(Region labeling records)
◇ ◇ ◇

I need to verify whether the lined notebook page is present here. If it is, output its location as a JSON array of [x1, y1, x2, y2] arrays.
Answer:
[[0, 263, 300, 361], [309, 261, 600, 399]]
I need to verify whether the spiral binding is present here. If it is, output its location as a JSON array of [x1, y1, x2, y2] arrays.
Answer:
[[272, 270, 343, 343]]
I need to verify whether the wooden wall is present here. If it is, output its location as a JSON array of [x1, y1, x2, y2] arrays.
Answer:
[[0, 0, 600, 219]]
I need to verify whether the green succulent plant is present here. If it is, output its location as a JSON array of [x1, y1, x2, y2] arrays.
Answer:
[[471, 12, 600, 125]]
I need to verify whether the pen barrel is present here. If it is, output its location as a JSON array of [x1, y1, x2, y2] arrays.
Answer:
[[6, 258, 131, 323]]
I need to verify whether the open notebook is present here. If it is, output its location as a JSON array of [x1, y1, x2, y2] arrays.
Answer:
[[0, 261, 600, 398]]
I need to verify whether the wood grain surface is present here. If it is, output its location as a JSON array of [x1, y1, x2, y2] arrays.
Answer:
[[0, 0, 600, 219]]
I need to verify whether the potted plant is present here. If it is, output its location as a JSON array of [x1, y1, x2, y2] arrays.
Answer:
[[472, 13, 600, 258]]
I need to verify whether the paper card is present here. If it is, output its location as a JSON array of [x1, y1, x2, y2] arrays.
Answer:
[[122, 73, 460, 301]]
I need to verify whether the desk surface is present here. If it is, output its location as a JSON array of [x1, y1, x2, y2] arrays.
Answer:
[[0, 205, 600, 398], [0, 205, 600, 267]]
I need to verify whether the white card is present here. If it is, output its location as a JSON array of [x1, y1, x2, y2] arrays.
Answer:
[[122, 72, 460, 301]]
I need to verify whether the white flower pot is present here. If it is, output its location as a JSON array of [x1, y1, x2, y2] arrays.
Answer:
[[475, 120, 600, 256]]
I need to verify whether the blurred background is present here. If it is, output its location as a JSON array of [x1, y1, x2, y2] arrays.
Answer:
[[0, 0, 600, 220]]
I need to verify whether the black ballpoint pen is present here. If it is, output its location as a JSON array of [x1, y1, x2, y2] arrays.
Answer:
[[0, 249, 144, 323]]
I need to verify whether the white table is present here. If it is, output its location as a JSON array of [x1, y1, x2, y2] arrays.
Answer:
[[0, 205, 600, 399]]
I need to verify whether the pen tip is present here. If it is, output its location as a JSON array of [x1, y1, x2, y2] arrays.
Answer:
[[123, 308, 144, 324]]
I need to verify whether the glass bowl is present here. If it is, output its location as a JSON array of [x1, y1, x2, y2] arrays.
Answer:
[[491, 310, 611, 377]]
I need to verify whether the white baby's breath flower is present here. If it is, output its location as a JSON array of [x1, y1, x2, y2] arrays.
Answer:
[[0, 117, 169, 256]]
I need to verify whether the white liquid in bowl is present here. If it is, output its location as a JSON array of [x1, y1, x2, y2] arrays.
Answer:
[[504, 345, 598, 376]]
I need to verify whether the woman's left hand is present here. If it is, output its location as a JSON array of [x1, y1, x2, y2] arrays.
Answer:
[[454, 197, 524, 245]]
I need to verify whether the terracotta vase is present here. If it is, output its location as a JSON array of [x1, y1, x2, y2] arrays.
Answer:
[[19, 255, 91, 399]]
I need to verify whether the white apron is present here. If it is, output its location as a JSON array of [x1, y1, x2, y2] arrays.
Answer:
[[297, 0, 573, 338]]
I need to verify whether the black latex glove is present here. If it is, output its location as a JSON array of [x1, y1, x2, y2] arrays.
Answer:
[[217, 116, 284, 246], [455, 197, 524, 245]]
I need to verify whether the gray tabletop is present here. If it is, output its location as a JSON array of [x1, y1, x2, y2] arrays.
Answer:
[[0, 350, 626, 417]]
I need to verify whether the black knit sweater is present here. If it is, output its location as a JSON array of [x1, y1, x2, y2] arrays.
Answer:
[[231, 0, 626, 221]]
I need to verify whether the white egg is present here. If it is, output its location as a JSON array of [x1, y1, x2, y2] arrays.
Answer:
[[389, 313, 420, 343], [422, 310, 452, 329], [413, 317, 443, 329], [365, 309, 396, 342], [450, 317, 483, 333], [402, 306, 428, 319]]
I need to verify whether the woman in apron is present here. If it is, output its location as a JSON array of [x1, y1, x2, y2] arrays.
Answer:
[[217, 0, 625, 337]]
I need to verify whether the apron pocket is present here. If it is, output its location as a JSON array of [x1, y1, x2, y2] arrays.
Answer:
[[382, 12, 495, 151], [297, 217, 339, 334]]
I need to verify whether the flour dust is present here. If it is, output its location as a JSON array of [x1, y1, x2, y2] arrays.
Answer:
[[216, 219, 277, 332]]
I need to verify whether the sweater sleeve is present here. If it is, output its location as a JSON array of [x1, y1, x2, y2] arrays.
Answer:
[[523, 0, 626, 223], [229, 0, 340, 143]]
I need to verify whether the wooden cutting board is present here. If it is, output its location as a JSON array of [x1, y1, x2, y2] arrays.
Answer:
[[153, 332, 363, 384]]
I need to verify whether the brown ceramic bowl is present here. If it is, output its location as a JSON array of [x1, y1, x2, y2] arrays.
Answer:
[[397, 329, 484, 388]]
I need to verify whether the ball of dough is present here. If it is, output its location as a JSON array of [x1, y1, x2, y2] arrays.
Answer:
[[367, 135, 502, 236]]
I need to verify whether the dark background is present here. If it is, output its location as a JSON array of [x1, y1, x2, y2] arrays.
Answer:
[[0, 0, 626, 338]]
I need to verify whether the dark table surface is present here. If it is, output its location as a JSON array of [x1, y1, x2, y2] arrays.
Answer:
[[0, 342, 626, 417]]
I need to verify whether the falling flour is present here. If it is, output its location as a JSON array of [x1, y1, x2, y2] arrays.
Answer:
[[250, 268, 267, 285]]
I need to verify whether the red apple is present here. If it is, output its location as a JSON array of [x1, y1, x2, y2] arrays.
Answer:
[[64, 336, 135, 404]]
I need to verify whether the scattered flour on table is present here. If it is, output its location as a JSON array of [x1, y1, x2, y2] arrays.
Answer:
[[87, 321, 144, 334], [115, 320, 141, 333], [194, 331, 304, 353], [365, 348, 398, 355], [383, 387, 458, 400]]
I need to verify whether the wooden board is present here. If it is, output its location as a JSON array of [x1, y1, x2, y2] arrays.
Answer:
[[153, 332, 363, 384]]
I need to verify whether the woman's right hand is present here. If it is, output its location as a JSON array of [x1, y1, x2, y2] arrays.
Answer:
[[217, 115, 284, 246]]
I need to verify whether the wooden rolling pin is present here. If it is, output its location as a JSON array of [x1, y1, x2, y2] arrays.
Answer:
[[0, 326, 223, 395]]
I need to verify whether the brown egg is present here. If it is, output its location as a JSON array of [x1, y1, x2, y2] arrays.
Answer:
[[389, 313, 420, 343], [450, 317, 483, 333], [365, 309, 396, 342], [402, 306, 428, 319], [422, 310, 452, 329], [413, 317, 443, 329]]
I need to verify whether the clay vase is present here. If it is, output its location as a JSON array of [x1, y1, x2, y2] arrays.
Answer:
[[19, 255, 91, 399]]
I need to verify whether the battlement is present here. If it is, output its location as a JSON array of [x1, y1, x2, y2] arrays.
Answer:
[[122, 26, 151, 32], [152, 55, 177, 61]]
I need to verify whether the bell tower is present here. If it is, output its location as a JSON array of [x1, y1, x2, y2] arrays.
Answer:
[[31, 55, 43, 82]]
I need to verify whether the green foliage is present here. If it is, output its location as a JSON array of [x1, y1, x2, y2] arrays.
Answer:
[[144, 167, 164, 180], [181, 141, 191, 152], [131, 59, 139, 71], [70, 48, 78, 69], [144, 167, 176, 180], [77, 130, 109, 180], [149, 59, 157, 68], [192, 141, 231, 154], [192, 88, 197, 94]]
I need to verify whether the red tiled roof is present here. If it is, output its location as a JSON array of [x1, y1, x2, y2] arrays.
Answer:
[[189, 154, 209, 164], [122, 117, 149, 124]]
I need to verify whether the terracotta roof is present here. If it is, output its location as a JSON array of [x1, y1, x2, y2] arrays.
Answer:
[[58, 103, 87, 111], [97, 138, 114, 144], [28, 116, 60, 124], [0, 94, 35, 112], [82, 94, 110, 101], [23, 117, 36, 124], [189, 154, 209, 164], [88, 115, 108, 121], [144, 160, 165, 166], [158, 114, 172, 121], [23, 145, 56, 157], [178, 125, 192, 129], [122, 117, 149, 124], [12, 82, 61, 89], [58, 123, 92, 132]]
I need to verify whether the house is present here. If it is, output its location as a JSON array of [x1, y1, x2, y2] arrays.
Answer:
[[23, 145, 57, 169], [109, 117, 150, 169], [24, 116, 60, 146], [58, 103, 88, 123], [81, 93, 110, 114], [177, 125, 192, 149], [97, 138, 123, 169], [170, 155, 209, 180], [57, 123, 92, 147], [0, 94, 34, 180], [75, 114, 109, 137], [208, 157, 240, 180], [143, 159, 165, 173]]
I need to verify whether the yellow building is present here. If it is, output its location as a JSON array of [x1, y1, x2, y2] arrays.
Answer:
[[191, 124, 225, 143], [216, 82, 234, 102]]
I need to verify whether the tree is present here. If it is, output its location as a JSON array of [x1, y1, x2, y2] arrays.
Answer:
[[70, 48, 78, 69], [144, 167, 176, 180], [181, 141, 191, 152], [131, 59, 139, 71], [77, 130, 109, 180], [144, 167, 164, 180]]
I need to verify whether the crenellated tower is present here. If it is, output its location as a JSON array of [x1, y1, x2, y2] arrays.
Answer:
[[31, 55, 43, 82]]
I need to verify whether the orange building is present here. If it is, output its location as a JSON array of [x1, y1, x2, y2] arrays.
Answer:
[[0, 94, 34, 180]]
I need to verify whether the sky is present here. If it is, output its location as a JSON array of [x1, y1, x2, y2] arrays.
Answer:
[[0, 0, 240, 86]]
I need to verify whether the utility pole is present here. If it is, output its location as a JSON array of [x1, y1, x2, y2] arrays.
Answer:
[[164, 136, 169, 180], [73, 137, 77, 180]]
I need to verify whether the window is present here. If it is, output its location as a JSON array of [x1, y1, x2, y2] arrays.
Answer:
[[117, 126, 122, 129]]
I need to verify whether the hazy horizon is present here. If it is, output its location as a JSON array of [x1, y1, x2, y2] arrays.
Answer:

◇ ◇ ◇

- **WHAT THE TASK REQUIRES**
Copy the material word for word, starting at its first line and ending at the line that contains "[[122, 72, 460, 301]]".

- **EXERCISE RESULT**
I need to verify whether the lined notebook page is present here. If it is, output its location as a JSON array of [x1, y1, x2, y2] arrays.
Answer:
[[0, 263, 300, 361], [309, 261, 600, 399]]
I need to verify whether the spiral binding is present here. If it is, output its location as a JSON array of [x1, y1, x2, y2] arrays.
Answer:
[[272, 270, 343, 343]]
I need to verify whether the wooden wall is present here. If it is, output its location as a JSON array of [x1, y1, x2, y2] arrays.
Answer:
[[0, 0, 600, 219]]
I need to verify whether the green succulent plant is present here. If it is, output its location as a JSON array of [x1, y1, x2, y2] arrays.
Answer:
[[471, 12, 600, 125]]
I need to verify whether the pen barrel is present here. If it is, output its location as a JSON array of [x1, y1, x2, y2] arrays.
Answer:
[[6, 258, 131, 323]]
I need to verify whether the open notebook is present here. If it is, output its location as a JSON array of [x1, y1, x2, y2] arrays.
Answer:
[[0, 261, 600, 398]]
I need to verify whether the wood grain surface is present here. If it is, output its location as a JSON array of [x1, y1, x2, y2] arrays.
Answer:
[[0, 0, 600, 219]]
I need to verify whether the potted plant is present here. If it is, output its location as a JSON array of [x1, y1, x2, y2] arrays.
Answer:
[[472, 13, 600, 258]]
I need to verify whether the paper card is present here. If it is, output its location as a JSON array of [x1, y1, x2, y2] arrays.
Answer:
[[122, 73, 460, 301]]
I need to verify whether the desk surface is present here. If it is, output its location as a JSON array of [x1, y1, x2, y2] arrays.
Answer:
[[0, 205, 600, 398], [0, 205, 600, 267]]
I need to verify whether the white card is present here. If it is, output its location as a JSON array of [x1, y1, x2, y2] arrays.
Answer:
[[122, 72, 460, 301]]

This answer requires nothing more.